Quoted passage:
Guess with tri-graph elimination & awk getting unicode support will have to gawk C with cpp using pipology theory.
But think the cpp has to go away first, after enough sed.
https://grayson.sh/blogs/using-piphilology-to-hide-strings
https://www.gnu.org/software/gawk/manual/gawk.html#Signature...
lifthrasiir 3 years ago

Note that this uses not only trigraphs but also digraphs (here `<%`, `%>` and `%:`), which are similar to trigraphs in intended usages but behave much differently to digraphs in that it is a proper token and not a preprocessor substitution pattern. `printf("??(foo??)<:bar:>%c", "quux"<:1:>)` prints `[foo]<:bar:>u`, for example. Therefore digraphs are deemed less dangerous (however obscure) than trigraphs and do not require any compiler options.
- DonHopkins 3 years ago
  
  Bjarne Stroustrup proposed Generalized Overloading for C++2000, which not only lets you override all kinds of white space, like between two symbols separated left to right by a space (i.e. "a b" to add a to b), or two symbols separated top to bottom by a newline (i.e. "a \n b" to divide a by b, like a fraction), or even by tabs, or either kind of comment, but it also lets you override writing two symbols next to each other without any separation (i.e. "ab" to multiply a by b, which mathematicians love)!
  Of course they also had to limit the number of characters per symbol to 1 in order to unambiguously support the "ab" syntax for multiplying a and b (or however you wanted to overload the "absence of white space" operator), but fortunately they mitigated that little problem by making C++ fully supports Unicode, so you had thousands of single character Unicode variable names to choose from. His prophetic intuition was spot-on, now that there are so many expressive and inclusive Emoji characters to use for single character variable names!

Recorded data:
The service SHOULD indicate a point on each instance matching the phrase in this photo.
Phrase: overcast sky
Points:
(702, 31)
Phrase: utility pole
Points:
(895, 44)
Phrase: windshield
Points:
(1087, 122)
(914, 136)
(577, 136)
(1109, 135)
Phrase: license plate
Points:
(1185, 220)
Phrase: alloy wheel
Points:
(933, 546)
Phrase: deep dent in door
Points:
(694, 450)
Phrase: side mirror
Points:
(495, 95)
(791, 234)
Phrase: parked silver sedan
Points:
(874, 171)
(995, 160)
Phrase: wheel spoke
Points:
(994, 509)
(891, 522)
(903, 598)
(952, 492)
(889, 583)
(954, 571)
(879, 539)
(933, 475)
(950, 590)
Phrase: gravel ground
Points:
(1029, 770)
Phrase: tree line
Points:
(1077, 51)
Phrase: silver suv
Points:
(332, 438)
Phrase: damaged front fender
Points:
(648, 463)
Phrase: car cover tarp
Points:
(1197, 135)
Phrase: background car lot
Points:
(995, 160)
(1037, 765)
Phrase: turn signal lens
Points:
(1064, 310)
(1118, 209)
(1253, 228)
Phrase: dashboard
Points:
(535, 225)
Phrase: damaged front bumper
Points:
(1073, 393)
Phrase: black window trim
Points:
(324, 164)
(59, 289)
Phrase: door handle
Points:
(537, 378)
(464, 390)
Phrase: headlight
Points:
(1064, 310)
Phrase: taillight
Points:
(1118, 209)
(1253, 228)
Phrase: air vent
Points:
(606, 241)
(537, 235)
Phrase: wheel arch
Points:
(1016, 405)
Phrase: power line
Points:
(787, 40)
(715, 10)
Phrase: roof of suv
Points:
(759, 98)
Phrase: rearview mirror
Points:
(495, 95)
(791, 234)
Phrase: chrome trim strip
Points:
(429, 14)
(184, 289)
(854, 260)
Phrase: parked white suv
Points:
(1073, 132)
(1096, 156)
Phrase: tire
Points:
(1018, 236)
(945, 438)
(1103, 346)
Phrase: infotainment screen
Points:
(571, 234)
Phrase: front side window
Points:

Goal:
Copy the entire trigraph thread word for word. The lines above are separate from the trigraph thread.

Output of the exercise:
Guess with tri-graph elimination & awk getting unicode support will have to gawk C with cpp using pipology theory.
But think the cpp has to go away first, after enough sed.
https://grayson.sh/blogs/using-piphilology-to-hide-strings
https://www.gnu.org/software/gawk/manual/gawk.html#Signature...
lifthrasiir 3 years ago

Note that this uses not only trigraphs but also digraphs (here `<%`, `%>` and `%:`), which are similar to trigraphs in intended usages but behave much differently to digraphs in that it is a proper token and not a preprocessor substitution pattern. `printf("??(foo??)<:bar:>%c", "quux"<:1:>)` prints `[foo]<:bar:>u`, for example. Therefore digraphs are deemed less dangerous (however obscure) than trigraphs and do not require any compiler options.
- DonHopkins 3 years ago
  
  Bjarne Stroustrup proposed Generalized Overloading for C++2000, which not only lets you override all kinds of white space, like between two symbols separated left to right by a space (i.e. "a b" to add a to b), or two symbols separated top to bottom by a newline (i.e. "a \n b" to divide a by b, like a fraction), or even by tabs, or either kind of comment, but it also lets you override writing two symbols next to each other without any separation (i.e. "ab" to multiply a by b, which mathematicians love)!
  Of course they also had to limit the number of characters per symbol to 1 in order to unambiguously support the "ab" syntax for multiplying a and b (or however you wanted to overload the "absence of white space" operator), but fortunately they mitigated that little problem by making C++ fully supports Unicode, so you had thousands of single character Unicode variable names to choose from. His prophetic intuition was spot-on, now that there are so many expressive and inclusive Emoji characters to use for single character variable names!